Given records:
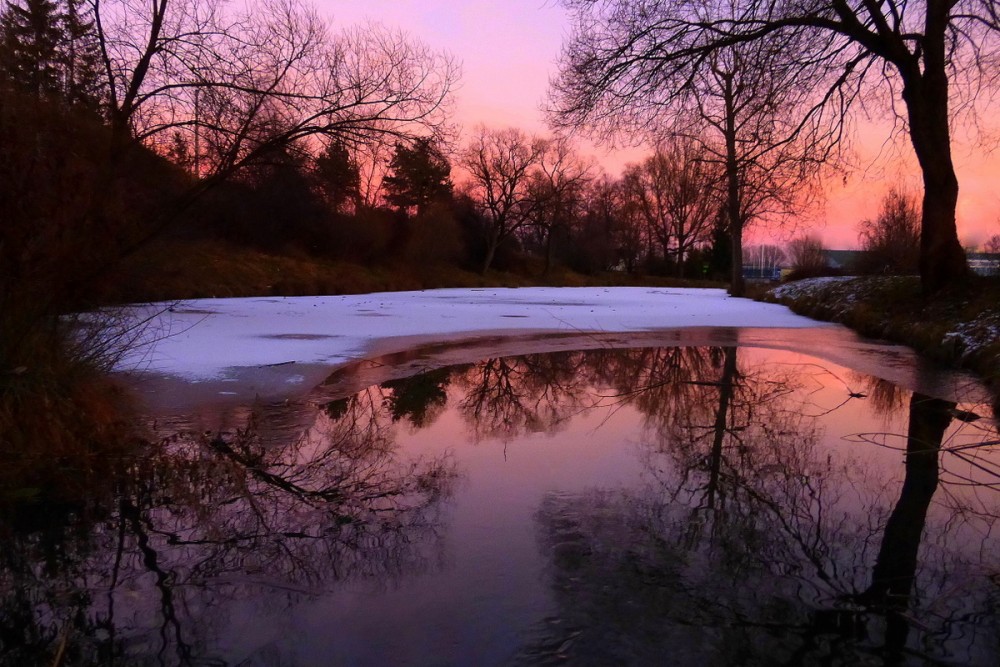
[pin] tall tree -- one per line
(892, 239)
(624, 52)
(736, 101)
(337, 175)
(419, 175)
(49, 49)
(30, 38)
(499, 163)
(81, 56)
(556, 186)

...

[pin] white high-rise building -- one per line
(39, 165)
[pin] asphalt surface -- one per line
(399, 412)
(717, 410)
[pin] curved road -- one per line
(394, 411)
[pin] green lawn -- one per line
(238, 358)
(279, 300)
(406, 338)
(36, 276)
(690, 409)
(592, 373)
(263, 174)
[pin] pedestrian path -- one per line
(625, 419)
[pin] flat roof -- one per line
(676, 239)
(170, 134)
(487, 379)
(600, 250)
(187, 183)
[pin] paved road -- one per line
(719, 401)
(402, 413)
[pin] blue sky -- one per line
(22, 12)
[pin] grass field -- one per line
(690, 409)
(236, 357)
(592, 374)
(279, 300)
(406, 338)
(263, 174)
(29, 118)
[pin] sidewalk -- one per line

--

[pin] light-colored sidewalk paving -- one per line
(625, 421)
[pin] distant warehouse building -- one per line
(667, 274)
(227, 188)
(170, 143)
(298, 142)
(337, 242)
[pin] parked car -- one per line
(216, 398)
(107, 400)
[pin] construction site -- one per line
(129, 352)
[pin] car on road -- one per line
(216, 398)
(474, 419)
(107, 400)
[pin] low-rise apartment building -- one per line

Set exercise: Please write out again the part of the records that opens with the line containing "[pin] construction site -- one per line" and closes with the line containing "[pin] low-rise apartment". Keep every line as it stands, except that each coordinate in the answers is offset by -70.

Answer to this exercise:
[pin] construction site -- one per line
(59, 282)
[pin] car on road -- one per line
(146, 328)
(404, 349)
(37, 330)
[pin] low-rise apartment building -- one per line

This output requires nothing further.